:: DATA ::

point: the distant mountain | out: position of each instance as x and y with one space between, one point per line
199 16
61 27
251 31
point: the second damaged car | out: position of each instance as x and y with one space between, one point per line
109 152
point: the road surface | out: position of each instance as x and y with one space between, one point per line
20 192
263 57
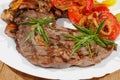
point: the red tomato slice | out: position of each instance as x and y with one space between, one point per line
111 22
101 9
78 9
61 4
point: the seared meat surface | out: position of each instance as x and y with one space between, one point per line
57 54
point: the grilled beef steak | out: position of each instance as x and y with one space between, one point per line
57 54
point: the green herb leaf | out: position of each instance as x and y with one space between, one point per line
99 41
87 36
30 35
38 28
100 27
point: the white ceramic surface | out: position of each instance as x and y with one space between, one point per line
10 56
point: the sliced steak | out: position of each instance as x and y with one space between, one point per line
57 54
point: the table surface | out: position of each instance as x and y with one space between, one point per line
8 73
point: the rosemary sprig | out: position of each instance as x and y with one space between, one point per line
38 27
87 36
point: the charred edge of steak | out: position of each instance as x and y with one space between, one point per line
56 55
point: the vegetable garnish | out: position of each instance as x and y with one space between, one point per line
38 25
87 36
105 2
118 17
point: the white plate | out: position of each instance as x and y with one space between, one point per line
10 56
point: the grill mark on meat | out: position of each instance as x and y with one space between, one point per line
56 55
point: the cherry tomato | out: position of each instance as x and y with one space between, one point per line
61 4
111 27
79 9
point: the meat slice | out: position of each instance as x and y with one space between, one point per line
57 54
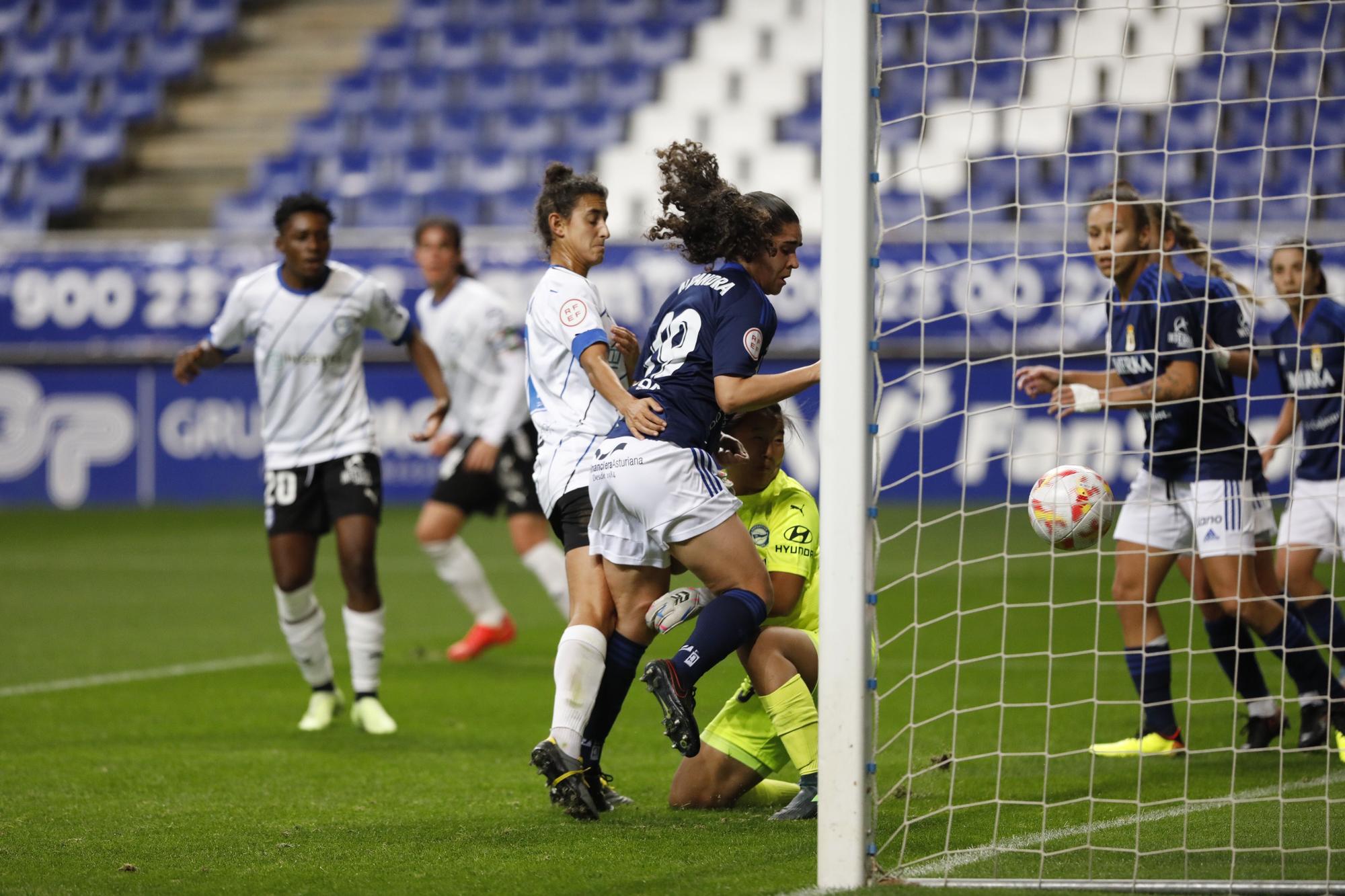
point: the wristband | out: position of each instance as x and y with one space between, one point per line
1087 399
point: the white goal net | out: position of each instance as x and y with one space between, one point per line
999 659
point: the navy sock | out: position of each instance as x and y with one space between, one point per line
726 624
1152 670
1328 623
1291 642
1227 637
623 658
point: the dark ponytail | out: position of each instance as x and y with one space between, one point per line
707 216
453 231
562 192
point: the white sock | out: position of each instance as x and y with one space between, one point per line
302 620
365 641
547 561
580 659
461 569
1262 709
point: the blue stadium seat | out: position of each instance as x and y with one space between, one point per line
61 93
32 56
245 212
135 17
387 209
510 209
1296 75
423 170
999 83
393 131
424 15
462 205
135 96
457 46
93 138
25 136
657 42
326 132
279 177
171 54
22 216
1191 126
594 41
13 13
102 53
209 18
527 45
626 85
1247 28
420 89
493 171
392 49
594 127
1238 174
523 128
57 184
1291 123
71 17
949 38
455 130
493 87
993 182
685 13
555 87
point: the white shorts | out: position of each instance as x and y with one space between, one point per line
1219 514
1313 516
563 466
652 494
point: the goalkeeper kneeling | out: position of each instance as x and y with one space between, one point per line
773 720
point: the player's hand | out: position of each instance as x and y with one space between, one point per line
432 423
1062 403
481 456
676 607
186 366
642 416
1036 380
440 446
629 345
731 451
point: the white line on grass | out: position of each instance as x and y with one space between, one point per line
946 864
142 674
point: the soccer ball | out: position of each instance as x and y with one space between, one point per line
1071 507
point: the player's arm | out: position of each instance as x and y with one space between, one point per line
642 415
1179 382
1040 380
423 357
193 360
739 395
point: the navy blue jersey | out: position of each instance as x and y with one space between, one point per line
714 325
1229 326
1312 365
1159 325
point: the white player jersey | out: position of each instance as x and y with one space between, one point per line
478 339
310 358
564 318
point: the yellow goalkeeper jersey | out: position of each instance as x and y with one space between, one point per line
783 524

:::

**WORK INSTRUCTIONS:** Everything in the listing above must be restated word for word, except the images.

**EXERCISE ANSWER:**
point: the distant mountain | out: position of each instance as x and y with one space between, one point per line
199 16
61 27
251 31
point: the second damaged car | out: position of each instance as x and y with one space between, one point per line
109 152
point: the road surface | out: position of each instance as x and y with one space between, one point per line
20 192
263 57
point: the red tomato slice | out: position of each instance as x and y with one space between, one point per line
111 22
101 9
78 9
61 4
point: the seared meat surface | out: position of each instance as x and y with one space between, one point per line
57 54
point: the grilled beef steak | out: position of each instance as x and y with one space between, one point per line
57 54
point: the green herb leaf | out: position of each instance as x and y with one space between, one point per line
99 41
87 36
30 35
38 28
100 27
point: the white ceramic surface | out: position of each instance as x and y with one space between, one point per line
10 56
point: the sliced steak | out: position of each instance as x and y with one space between, one point per line
57 54
point: the table surface | out: position of each instance as x and y with one space between, one point per line
8 73
point: the rosemary sprig | out: position of each instance as x and y with one space between, one point per line
38 27
87 36
point: the charred edge of steak | out: position of each instance as x and y with one space between, one point per line
56 55
point: the vegetable garnish | out: position of each instance as x and y with one space between, one point per line
38 25
87 36
105 2
118 17
point: the white plate | out: position of each instance as x and y with one space between, one point per line
10 56
point: the grill mark on meat | out: position of each instance as x and y with one space between, one point per line
56 55
point: the cherry tomato | out: position of each instance as x and y with one space between, one point per line
61 4
111 27
79 9
point: the meat slice | out: position of each instance as x and y with one space between, one point per line
57 54
point: the wristband | out: position of each instance as x and y with one space between, one point per line
1087 399
point: the white goal net | out: position of each instance as x and y with one space between, one point per line
999 659
point: the navy sock | out: position of each instance as x and y with one space between, one point per line
726 624
1152 670
1328 623
1291 642
1227 637
623 658
point: the dark ponytail | out: position of each instance as x and y with one space between, one point per line
707 216
453 231
562 192
point: the white sock | out: position of each instance as x and y with one space between, one point per line
302 620
365 641
547 561
580 659
461 569
1262 709
point: the blue stadium seat | out: position of each instance as x and y with one space between, one point per line
61 93
32 56
245 212
135 17
387 209
510 209
1296 75
423 170
999 83
393 131
424 15
462 205
135 96
457 46
93 138
25 136
657 42
326 132
279 177
171 54
22 216
1191 126
594 41
13 13
102 53
209 18
527 45
626 85
1247 28
420 89
493 171
392 49
594 127
1238 174
523 128
57 184
1291 123
71 17
949 38
455 130
493 87
993 182
685 13
555 87
point: the white shorts | out: position of each instance as x and y with one space between, one point per line
1219 514
1313 516
563 466
652 494
point: the goalkeeper kneeling | out: position of each instance as x and y with one space between, one point per line
773 720
point: the player's hand | out: position of each instance as x and y with one space between, one point per line
432 423
1062 403
481 456
676 607
186 366
642 416
1036 380
440 446
629 345
731 451
point: the white line on grass | out: position of each instance as x and y with one space between, one point per line
946 864
142 674
point: the soccer ball | out: position of each instance as x and y with one space between, one point per line
1071 507
point: the player's arm | out: position of each instance as x and y with one space between, one point per line
642 415
1179 382
1040 380
423 357
193 360
739 395
point: the navy blue jersey | out: position of each instance as x and y with one space between, one point per line
714 325
1229 326
1312 365
1159 325
point: the white player jersey | out: position of each instance as x and y with one space between, one point per line
478 339
310 358
564 318
point: the yellow goalkeeper jersey | out: position of each instance as x and y with one space between, one point per line
783 524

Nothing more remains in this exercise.